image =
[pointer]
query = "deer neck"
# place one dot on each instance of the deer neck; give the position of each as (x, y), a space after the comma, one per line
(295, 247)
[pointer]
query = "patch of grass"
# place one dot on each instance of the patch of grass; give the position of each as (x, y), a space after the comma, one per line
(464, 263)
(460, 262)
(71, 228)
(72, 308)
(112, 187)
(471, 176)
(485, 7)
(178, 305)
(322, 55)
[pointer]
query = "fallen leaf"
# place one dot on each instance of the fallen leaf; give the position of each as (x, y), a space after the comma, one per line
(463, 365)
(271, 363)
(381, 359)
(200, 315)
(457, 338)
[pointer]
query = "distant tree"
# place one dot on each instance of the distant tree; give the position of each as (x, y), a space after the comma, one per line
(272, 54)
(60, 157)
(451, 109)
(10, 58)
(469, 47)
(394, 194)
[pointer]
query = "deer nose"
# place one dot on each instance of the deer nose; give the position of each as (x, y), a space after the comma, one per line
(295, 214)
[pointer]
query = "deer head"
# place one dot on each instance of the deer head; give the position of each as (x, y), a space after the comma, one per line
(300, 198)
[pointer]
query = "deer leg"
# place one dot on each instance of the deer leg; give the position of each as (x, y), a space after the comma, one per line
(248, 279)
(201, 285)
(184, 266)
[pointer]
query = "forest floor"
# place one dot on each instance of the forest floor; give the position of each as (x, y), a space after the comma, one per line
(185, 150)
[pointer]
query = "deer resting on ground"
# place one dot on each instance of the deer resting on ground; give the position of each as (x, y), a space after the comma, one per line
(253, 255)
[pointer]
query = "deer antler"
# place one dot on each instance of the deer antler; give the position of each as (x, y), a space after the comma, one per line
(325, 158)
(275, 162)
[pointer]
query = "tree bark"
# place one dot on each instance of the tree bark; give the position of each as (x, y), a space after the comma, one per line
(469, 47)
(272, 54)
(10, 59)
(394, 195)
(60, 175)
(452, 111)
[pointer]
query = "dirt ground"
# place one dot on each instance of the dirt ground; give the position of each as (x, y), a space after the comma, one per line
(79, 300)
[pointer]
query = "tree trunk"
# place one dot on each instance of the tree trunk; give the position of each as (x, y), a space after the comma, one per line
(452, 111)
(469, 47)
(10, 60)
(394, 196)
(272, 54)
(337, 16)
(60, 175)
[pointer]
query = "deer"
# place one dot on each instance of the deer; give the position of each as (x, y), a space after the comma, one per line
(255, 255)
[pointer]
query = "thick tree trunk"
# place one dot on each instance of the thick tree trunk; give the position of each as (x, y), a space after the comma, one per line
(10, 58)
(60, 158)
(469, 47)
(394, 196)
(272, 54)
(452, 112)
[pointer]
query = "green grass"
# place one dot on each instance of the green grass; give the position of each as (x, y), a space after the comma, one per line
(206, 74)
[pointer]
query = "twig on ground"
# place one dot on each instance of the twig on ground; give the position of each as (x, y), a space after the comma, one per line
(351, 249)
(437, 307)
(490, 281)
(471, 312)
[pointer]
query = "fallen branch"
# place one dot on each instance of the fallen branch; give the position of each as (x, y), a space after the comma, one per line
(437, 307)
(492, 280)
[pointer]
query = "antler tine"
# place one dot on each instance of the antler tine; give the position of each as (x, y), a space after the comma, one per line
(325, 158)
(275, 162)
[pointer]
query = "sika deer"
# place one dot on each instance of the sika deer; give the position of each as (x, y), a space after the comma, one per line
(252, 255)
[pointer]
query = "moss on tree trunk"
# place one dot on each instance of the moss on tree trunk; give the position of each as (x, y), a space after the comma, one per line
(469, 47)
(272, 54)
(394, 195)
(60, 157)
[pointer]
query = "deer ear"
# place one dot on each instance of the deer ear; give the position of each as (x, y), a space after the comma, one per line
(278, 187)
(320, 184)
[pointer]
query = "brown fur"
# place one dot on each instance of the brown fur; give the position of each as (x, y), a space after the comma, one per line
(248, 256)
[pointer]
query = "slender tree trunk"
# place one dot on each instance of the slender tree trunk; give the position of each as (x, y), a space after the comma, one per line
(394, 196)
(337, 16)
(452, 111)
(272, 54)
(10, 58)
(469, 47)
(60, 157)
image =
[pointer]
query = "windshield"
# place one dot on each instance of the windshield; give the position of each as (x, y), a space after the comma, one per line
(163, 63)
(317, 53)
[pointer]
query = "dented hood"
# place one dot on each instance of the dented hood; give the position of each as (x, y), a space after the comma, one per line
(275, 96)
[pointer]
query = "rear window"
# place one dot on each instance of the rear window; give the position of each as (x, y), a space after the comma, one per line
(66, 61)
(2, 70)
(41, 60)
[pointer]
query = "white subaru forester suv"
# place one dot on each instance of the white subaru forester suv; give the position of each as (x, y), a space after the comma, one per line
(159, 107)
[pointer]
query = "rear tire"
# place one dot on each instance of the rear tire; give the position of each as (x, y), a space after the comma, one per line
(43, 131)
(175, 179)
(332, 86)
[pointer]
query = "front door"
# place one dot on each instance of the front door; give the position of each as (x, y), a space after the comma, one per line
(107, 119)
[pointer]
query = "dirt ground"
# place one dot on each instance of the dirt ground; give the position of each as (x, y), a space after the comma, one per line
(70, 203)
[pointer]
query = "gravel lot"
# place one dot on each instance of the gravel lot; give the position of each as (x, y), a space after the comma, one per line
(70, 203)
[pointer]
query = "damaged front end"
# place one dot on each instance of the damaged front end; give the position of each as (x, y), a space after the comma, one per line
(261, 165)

- - -

**TASK TO COMPLETE**
All of the entries must be quoted exactly; please include each one.

**WORKED SOLUTION**
image =
[pointer]
query = "deer neck"
# place one dot on each instance of the deer neck; give the position of each as (x, y), a space after the comma, one per line
(295, 247)
[pointer]
query = "patch of grass"
# place one dot on each instance of the patch of grass; give the position of each as (x, y), a space after the comma, one per line
(464, 263)
(460, 262)
(71, 228)
(72, 308)
(112, 187)
(471, 176)
(485, 7)
(178, 305)
(322, 55)
[pointer]
query = "fallen leaf"
# place one dot on each instance of the fallen leaf; give the position of each as (x, y), a space after the comma, one per line
(463, 365)
(271, 363)
(381, 359)
(200, 315)
(457, 338)
[pointer]
query = "distant tree"
# place one dot on each instance of the distant tree; give the position of each as (x, y), a space after the comma, one per line
(272, 54)
(60, 157)
(451, 109)
(10, 58)
(469, 47)
(394, 194)
[pointer]
query = "deer nose"
# place one dot on each instance of the deer nose; give the position of each as (x, y), a space after the comma, one per line
(295, 214)
[pointer]
query = "deer head"
# place one dot on each instance of the deer head; give the position of each as (x, y), a space after the comma, one per line
(300, 198)
[pointer]
query = "deer leg"
# place one dot on each instance of the deer leg; give the position of each as (x, y), a space after the comma, one per line
(248, 279)
(201, 285)
(184, 266)
[pointer]
query = "forest floor"
# place one dot on each instance of the forest floor; give the position of each as (x, y), a space after the comma, one per line
(185, 150)
[pointer]
query = "deer resting on ground"
# place one dot on each instance of the deer resting on ground; give the position of each as (x, y), a space after the comma, one per line
(253, 255)
[pointer]
query = "deer antler"
# place one dot on each instance of the deer antler; give the position of each as (x, y), a space after the comma, one per line
(325, 158)
(275, 162)
[pointer]
query = "tree bark"
# place one dot on each instance of the tree bark; give the position of each as (x, y), a space after the comma, one per line
(469, 47)
(272, 54)
(10, 59)
(394, 195)
(60, 175)
(452, 111)
[pointer]
query = "dirt ground"
# place one dot on each instance of the dirt ground; give the position of each as (x, y), a space after the comma, one per line
(79, 300)
[pointer]
query = "tree trunk"
# place one dot on each instance of the tree trunk; give the position of each as (x, y), a space after the comma, one per line
(452, 111)
(469, 47)
(10, 60)
(394, 196)
(272, 54)
(337, 16)
(60, 175)
[pointer]
query = "deer"
# place one dot on each instance of the deer; give the position of each as (x, y), a space after the comma, one per line
(255, 255)
[pointer]
query = "thick tree trunk"
# place one dot on each instance of the thick tree trunk; give the position of each as (x, y), a space after the comma, one per line
(10, 58)
(60, 158)
(469, 47)
(394, 196)
(272, 54)
(452, 112)
[pointer]
query = "green grass"
# place one dot on each instance of the green grass; give the position of each as (x, y), a space after the comma, one per line
(206, 74)
[pointer]
query = "twig on ground"
# place one dot on each instance of the twig on ground; give the position of each as (x, y), a space after the comma, one per line
(351, 249)
(437, 307)
(490, 281)
(471, 312)
[pointer]
query = "fallen branch"
# place one dot on each instance of the fallen branch; give the position of each as (x, y), a space after the comma, one per line
(437, 307)
(492, 280)
[pointer]
query = "antler tine"
# place one dot on each instance of the antler tine; give the position of each as (x, y), a space after the comma, one per line
(325, 158)
(275, 162)
[pointer]
query = "sika deer"
# place one dot on each instance of the sika deer; give the position of each as (x, y), a space after the comma, one per line
(252, 255)
[pointer]
query = "moss on tree trunk"
# place one dot on each instance of the moss on tree trunk; give the position of each as (x, y), a space after the comma, one per line
(469, 47)
(272, 54)
(394, 195)
(60, 157)
[pointer]
query = "deer ear"
# place one dot on each instance of the deer ear; give the position of each as (x, y), a space after the comma, one per line
(278, 187)
(320, 184)
[pointer]
query = "brown fur"
# place one dot on each instance of the brown fur; give the position of each as (x, y), a space after the comma, one per line
(248, 256)
[pointer]
query = "slender tree trunk"
# place one dot on each instance of the slender tree trunk; give the position of each as (x, y), a space after the comma, one per line
(394, 196)
(337, 16)
(452, 111)
(272, 54)
(10, 58)
(469, 47)
(60, 157)
image =
[pointer]
query = "windshield"
# place one dot on each instance of the windshield; give the position of each as (x, y), a space after the comma, one per line
(163, 63)
(317, 53)
[pointer]
query = "dented hood"
# place one dot on each instance of the dented hood; give the position of each as (x, y), a space after the comma, one per line
(275, 96)
[pointer]
query = "rear window"
# place one dot on each instance of the rear window; give the position of each as (x, y), a space after the comma, one per line
(66, 61)
(2, 70)
(41, 60)
[pointer]
query = "white subaru forester suv"
# place one dot on each instance of the white subaru forester suv; give the position of each as (x, y), a space after the comma, one per line
(159, 107)
[pointer]
query = "rear tire"
# place one dot on each instance of the rear tire; give the position of each as (x, y), a space after the comma, one per line
(43, 131)
(175, 179)
(332, 86)
[pointer]
query = "front door"
# place one dot on each instance of the front door; give the position of each as (x, y), a space after the comma, one per line
(107, 119)
[pointer]
query = "dirt ground"
# place one dot on each instance of the dirt ground; give the position of each as (x, y), a space after the comma, one per line
(70, 203)
[pointer]
query = "gravel lot"
# place one dot on each instance of the gravel lot; give the position of each as (x, y), a space after the comma, one per line
(70, 203)
[pointer]
query = "damaged front end"
# place one dot on each instance of the damaged front end; give the position of each as (x, y), a space after the comma, one per line
(261, 165)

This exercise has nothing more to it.